INSTRUCTION
Format the lines of the records from the one containing "Locate the brown" up to and including the one containing "[0,0,1273,279]" as a JSON list of strings, one string per line, leaving out any blank lines.

DATA FOR THIS TASK
* * * *
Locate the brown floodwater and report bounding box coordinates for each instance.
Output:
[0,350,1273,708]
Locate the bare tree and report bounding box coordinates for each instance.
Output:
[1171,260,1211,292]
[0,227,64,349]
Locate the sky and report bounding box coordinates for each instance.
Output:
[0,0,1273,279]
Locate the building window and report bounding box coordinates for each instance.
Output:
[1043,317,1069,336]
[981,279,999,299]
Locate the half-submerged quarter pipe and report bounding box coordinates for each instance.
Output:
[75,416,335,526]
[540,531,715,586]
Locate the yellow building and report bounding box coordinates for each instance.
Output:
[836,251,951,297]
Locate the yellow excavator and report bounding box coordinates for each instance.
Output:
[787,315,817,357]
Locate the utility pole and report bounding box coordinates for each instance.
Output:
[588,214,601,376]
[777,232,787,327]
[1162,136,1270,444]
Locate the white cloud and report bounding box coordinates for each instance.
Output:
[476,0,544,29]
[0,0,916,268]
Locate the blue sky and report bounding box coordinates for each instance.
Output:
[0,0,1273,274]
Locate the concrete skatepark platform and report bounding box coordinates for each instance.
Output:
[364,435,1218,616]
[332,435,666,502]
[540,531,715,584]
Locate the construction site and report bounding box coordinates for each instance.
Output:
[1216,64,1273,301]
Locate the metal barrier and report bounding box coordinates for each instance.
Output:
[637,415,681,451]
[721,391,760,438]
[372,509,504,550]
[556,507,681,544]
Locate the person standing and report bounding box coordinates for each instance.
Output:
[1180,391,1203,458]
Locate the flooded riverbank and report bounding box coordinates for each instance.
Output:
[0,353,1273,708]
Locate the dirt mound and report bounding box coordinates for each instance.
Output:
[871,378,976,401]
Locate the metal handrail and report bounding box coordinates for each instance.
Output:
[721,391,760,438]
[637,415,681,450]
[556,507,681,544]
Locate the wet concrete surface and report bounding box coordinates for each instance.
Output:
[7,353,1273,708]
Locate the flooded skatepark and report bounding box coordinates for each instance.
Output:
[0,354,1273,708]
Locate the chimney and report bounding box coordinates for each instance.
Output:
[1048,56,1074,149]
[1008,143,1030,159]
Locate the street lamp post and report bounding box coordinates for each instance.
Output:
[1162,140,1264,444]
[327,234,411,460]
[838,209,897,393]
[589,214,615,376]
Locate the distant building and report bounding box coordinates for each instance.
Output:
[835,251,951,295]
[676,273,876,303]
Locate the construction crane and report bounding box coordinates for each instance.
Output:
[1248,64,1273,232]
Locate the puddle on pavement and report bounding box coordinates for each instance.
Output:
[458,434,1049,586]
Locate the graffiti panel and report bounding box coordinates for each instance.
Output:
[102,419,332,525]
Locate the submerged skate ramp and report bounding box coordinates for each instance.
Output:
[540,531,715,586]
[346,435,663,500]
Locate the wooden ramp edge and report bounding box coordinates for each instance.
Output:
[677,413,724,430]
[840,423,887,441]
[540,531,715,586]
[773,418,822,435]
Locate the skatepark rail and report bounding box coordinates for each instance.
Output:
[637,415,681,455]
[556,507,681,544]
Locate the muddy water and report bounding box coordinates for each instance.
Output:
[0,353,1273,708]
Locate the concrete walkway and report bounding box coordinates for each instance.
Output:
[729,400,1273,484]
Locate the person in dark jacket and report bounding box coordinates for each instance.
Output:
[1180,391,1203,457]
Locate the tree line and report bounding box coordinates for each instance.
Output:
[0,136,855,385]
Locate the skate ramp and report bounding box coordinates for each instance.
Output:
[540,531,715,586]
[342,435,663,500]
* * * *
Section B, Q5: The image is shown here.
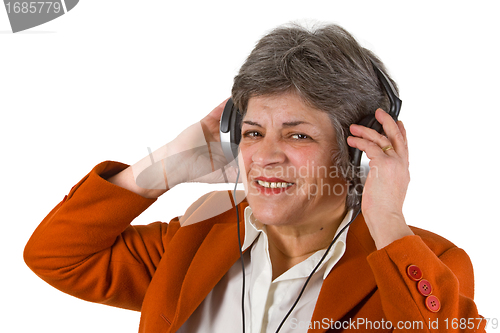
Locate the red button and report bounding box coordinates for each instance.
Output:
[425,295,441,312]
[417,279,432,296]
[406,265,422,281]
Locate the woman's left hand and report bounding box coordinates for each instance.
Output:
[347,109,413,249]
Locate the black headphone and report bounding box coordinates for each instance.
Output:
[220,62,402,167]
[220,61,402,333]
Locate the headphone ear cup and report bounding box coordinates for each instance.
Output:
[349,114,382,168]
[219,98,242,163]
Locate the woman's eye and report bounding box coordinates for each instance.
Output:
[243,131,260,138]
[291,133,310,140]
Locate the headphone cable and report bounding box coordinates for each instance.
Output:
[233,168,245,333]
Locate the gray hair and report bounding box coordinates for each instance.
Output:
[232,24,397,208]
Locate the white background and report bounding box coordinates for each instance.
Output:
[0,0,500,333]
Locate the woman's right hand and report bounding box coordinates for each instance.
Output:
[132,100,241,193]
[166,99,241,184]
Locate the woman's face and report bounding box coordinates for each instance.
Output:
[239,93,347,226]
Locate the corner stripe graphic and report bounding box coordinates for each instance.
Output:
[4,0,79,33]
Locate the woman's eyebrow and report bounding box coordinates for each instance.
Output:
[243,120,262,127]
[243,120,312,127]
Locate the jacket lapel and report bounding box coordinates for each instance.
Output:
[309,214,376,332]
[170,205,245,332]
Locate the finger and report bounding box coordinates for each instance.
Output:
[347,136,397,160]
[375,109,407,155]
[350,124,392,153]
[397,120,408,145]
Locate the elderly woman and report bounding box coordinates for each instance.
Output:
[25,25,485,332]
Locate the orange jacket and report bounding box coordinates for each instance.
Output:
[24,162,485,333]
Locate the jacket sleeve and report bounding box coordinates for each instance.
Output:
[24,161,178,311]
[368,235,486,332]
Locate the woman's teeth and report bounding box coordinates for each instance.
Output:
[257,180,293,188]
* * * *
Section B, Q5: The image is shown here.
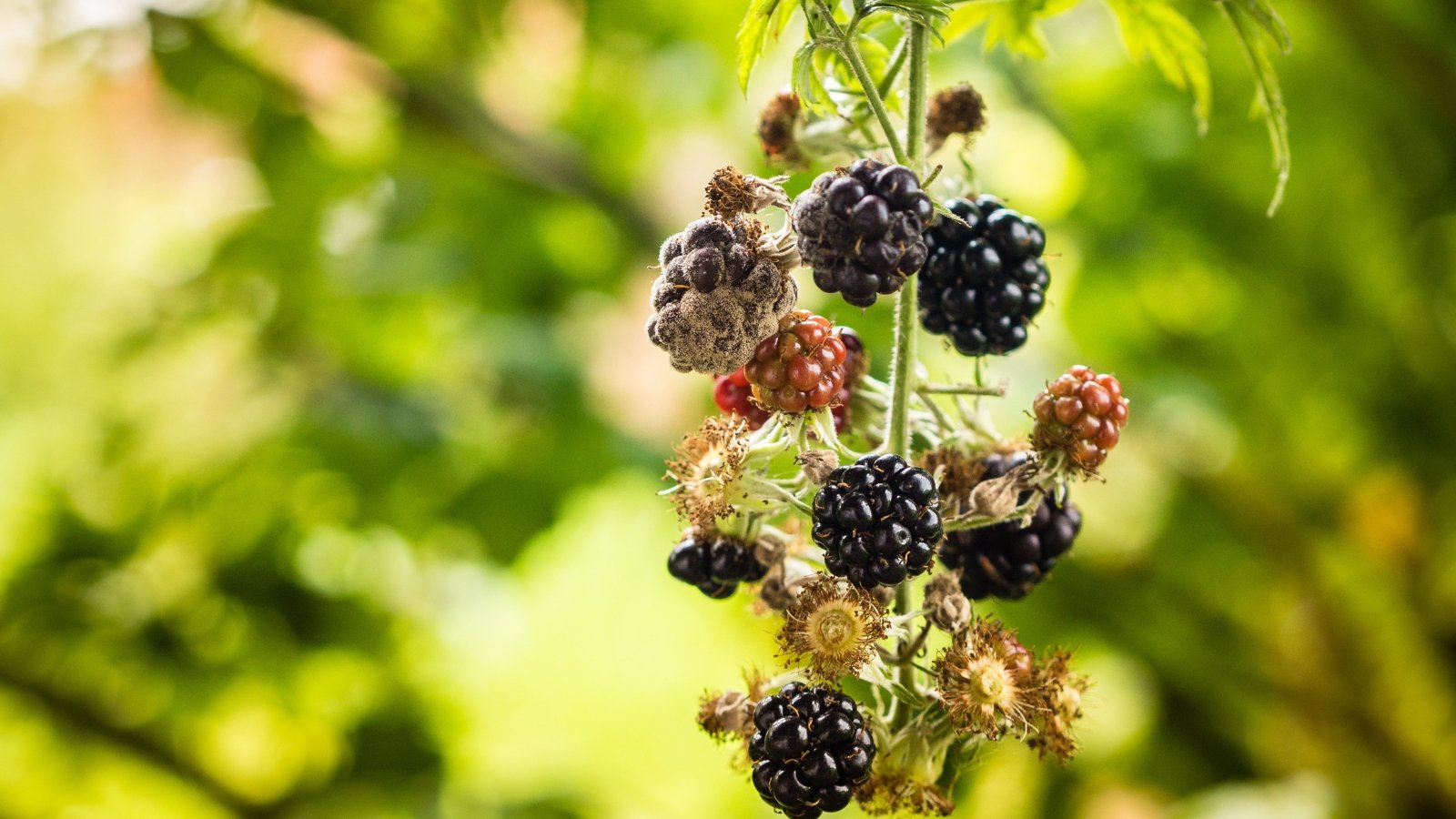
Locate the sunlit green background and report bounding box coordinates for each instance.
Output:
* * * *
EXERCISE OUTPUT
[
  "Locate the brown floodwater and report bounding box coordinates for each instance.",
  "Output:",
  "[0,350,1273,708]",
  "Locate the bare tree and report bounding box coordinates for each instance.",
  "Output:",
  "[1171,260,1211,292]",
  "[0,227,64,349]",
  "Locate the sky and report bounding box coordinates for each instance.",
  "Output:",
  "[0,0,1273,279]"
]